Text block:
-*-

Dr. Robert Newman, director of WHO's Global Malaria Program. Pix by WHO/Sonny Krishnan


There is a long history in malaria control efforts. What’s different now and how has the landscape changed?

Obviously the big issue here right now is the emergence of resistance to artemisinins and this is not just an issue along the Cambodian – Thailand border, but is also a global issue. We rely very heavily on artemisinin-based combination therapies or ACTs and artemisinin is the key ingredient in that combination.

And the stakes are very high because right now we do not have other drugs in the development pipeline that are likely to reach markets before five years, the earliest. And that is an optimistic projection.

So it is really critical that we bring all forces together to try and preserve the efficacy of these valuable medicines.

Here in Western Cambodia we have an extraordinary effort made by the Cambodian National Malaria Control Program and their counterpart program in Thailand to contain the spread of these resistant parasites. The efforts here, I think, have been groundbreaking in their comprehensiveness. Some of the approaches that have been taken are also novel and pioneering.

The Cambodian government has banned the sale of monotherapies. Do you think there should be a similar ban regionally within the Association of Southeast Asian Nations or ASEAN?

Absolutely. I think we all agree now at this point that the use of oral artemisinin monotherapies is probably the single greatest factor for the spread of artemisinin-resistant parasites. In 2007 there was a World Health Assembly resolution that called for a halt in the marketing and use of these compounds.

The worst case would be the spread of the delay in clearance of the [plasmodium] parasites. Right now we are finding an increase in the percentage of patients who are still positive on Day 3. That will be the hallmark of this problem [of resistance]…

While there has been some forward movement in the number of countries that have complied both in terms of shutting down the manufacturer, marketing of these drugs and to some extent in their use, we still have to go some way. This is such an urgent issue. The time to do that is now.

We need all countries, globally – particularly here in the Greater Mekong sub-region and ASEAN to ensure that these dangerous medicines are removed immediately from the market place.

What are the differences between containment and elimination; elimination and eradication?

Containment would mean in this context that we take these resistant parasites and don’t let them spread outside the area where they have been identified. So at this point the confirmed areas are along the Thai-Cambodian border, although there are other areas in the Greater Mekong sub-region where we have suspicion of their emergence.

-*-

What the task asks: Retype the part of the malaria interview starting with "While there has" and going on through "of their emergence.".

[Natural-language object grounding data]

-*-

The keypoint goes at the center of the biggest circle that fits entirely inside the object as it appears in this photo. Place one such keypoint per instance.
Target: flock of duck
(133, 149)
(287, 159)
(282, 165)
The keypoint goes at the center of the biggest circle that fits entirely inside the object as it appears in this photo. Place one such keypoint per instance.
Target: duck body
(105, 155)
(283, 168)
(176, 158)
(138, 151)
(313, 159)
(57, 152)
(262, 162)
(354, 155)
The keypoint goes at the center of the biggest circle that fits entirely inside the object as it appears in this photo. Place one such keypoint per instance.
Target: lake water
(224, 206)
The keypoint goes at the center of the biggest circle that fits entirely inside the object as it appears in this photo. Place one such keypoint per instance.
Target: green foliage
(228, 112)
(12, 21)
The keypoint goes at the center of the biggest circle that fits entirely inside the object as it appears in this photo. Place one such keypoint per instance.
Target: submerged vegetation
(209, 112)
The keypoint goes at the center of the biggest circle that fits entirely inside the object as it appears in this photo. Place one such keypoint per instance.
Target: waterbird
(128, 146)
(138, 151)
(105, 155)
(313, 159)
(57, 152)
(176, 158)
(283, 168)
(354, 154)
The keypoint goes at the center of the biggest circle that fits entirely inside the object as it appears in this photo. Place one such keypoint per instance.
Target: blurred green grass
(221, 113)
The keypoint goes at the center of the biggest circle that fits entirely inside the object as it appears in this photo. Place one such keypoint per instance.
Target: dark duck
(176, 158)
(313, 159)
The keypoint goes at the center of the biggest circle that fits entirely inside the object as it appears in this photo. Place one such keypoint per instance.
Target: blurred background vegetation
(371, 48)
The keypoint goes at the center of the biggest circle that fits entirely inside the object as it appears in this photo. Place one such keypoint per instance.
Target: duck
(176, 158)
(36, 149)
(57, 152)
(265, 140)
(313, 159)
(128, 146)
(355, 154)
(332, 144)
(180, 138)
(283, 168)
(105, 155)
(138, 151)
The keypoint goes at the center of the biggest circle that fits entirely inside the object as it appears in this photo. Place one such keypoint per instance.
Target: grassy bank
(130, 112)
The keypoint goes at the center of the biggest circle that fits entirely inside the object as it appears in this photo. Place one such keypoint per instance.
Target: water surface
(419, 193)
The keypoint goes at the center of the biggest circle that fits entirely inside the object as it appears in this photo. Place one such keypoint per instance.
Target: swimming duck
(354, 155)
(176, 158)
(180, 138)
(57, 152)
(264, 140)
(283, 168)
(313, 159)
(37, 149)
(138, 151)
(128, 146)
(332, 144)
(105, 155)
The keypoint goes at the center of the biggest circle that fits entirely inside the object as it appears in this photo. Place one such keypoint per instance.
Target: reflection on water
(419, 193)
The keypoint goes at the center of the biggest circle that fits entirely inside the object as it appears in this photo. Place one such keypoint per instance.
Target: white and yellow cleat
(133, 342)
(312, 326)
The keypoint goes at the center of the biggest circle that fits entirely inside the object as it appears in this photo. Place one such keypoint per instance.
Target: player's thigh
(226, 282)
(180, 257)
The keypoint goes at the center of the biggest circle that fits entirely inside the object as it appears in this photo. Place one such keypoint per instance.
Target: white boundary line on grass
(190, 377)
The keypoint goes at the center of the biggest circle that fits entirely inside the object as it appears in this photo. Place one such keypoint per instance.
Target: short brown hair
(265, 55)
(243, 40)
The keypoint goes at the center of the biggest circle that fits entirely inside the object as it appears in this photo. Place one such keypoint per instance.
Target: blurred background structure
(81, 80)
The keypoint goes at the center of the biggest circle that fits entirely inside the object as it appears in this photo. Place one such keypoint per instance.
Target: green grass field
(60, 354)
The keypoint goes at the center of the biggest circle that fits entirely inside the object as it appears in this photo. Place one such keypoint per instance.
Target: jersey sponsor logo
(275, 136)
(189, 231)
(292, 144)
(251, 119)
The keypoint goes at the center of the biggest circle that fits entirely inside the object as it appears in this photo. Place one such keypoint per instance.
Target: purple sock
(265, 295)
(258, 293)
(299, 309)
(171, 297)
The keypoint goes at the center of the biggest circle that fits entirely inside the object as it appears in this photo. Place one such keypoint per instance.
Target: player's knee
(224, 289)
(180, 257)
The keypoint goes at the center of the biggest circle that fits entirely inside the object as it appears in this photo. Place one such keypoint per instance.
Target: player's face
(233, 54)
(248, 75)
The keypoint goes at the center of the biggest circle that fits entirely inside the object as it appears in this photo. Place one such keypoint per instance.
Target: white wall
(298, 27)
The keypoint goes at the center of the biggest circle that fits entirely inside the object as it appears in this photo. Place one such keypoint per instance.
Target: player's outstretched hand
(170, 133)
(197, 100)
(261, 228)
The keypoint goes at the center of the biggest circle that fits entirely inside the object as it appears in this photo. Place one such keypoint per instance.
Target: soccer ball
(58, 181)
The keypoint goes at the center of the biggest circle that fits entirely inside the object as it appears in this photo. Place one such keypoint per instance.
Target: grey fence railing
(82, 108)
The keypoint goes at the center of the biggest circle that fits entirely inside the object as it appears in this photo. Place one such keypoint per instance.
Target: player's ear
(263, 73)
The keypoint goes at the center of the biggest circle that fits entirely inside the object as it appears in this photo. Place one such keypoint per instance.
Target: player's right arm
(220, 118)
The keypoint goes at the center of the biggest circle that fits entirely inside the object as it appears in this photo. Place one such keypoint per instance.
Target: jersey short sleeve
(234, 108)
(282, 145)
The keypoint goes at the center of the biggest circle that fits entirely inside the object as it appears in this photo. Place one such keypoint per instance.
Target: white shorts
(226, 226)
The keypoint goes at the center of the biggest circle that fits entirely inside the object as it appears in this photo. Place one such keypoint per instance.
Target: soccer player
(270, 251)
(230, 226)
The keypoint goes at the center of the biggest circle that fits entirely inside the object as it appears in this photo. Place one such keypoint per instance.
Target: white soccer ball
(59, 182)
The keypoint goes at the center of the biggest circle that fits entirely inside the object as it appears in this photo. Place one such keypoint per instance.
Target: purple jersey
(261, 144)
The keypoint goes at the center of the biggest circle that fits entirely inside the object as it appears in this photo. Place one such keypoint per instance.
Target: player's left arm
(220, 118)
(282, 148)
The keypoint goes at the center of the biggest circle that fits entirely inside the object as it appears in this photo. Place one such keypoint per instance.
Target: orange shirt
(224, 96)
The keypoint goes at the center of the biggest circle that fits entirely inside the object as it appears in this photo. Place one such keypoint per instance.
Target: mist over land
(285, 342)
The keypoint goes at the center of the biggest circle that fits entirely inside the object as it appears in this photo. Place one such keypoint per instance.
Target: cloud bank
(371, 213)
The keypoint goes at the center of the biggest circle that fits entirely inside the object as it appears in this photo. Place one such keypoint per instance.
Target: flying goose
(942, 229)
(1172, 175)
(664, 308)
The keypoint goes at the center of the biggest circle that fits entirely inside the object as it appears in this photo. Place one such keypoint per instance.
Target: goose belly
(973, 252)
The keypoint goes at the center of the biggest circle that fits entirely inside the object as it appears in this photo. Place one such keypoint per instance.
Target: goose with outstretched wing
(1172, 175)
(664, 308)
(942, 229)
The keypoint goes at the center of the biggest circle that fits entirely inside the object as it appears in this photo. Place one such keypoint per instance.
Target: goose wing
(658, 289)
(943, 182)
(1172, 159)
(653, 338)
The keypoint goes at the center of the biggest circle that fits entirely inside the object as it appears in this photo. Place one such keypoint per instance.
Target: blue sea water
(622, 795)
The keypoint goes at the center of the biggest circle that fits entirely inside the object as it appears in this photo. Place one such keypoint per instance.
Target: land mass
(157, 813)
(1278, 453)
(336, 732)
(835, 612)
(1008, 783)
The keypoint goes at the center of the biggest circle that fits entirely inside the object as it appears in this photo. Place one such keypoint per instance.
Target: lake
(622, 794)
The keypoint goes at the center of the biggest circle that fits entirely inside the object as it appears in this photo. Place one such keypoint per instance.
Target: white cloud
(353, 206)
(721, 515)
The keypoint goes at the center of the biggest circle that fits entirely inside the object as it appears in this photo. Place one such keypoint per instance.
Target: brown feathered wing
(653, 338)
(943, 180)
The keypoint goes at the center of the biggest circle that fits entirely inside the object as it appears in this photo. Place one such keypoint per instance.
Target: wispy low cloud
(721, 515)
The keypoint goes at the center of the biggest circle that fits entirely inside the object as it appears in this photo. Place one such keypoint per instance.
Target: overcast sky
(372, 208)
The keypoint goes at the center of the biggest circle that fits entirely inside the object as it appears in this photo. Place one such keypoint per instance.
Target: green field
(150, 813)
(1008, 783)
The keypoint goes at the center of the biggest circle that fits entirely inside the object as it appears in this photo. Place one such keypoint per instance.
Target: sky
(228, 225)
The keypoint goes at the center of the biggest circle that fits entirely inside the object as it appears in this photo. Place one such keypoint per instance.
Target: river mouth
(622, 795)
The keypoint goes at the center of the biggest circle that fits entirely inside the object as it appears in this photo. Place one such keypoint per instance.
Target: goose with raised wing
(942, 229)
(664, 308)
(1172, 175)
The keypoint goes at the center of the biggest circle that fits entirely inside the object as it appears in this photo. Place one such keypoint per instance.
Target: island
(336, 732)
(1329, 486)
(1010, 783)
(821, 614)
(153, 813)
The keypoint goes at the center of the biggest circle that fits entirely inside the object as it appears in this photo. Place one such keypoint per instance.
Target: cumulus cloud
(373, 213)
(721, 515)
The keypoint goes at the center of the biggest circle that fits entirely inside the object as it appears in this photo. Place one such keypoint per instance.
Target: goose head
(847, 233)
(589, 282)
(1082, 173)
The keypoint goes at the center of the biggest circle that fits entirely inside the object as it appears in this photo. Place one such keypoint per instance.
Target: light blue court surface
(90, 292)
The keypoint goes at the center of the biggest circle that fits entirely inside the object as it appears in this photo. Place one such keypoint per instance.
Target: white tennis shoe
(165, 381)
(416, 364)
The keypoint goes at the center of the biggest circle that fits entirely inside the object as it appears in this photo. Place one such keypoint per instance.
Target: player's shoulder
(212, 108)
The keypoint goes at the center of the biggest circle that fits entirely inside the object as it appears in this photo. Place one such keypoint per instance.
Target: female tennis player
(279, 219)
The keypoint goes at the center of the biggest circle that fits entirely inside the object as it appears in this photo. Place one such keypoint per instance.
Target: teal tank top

-*-

Final answer:
While there has been some forward movement in the number of countries that have complied both in terms of shutting down the manufacturer, marketing of these drugs and to some extent in their use, we still have to go some way. This is such an urgent issue. The time to do that is now.

We need all countries, globally – particularly here in the Greater Mekong sub-region and ASEAN to ensure that these dangerous medicines are removed immediately from the market place.

What are the differences between containment and elimination; elimination and eradication?

Containment would mean in this context that we take these resistant parasites and don’t let them spread outside the area where they have been identified. So at this point the confirmed areas are along the Thai-Cambodian border, although there are other areas in the Greater Mekong sub-region where we have suspicion of their emergence.